Provided entries |
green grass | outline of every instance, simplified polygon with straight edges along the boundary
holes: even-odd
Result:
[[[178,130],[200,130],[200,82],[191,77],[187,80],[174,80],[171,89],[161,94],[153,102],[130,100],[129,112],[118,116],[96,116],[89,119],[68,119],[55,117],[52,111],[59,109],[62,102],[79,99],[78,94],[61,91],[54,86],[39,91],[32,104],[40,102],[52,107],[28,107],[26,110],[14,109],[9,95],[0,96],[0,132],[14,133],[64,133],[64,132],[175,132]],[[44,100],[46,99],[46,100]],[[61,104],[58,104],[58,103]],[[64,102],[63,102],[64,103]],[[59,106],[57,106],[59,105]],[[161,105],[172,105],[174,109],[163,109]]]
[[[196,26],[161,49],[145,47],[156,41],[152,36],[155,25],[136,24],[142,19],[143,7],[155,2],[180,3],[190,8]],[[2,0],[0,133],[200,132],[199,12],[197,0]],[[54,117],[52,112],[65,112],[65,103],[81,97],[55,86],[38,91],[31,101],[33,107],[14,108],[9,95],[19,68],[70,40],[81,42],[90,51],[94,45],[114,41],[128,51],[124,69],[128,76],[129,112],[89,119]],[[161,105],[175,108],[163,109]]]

What this task involves | Rewrite these lines with "simplified polygon" swapped for "detailed polygon", keeping everything else as it is.

Response to the exercise |
green grass | outline of every instance, detailed polygon with straight edges along the boundary
holes: even-odd
Result:
[[[178,130],[200,130],[200,82],[191,77],[187,80],[174,80],[171,89],[161,94],[153,102],[130,100],[129,112],[118,116],[96,116],[89,119],[68,119],[55,117],[52,111],[59,109],[62,102],[79,99],[78,94],[61,91],[54,86],[39,91],[32,104],[40,102],[52,107],[28,107],[26,110],[14,109],[9,95],[0,96],[0,132],[14,133],[64,133],[64,132],[175,132]],[[44,100],[46,99],[46,100]],[[61,104],[58,104],[58,103]],[[64,102],[63,102],[64,103]],[[59,106],[57,106],[59,105]],[[161,105],[172,105],[174,109],[163,109]]]
[[[196,26],[161,49],[145,47],[156,41],[152,36],[155,25],[136,24],[142,19],[143,7],[155,2],[180,3],[190,8]],[[2,0],[0,133],[200,132],[199,12],[197,0]],[[54,117],[52,112],[65,112],[65,103],[81,97],[55,86],[38,91],[31,101],[33,107],[14,108],[9,95],[19,68],[70,40],[81,42],[90,51],[94,45],[114,41],[128,51],[124,69],[128,76],[129,112],[89,119]],[[161,105],[175,108],[163,109]]]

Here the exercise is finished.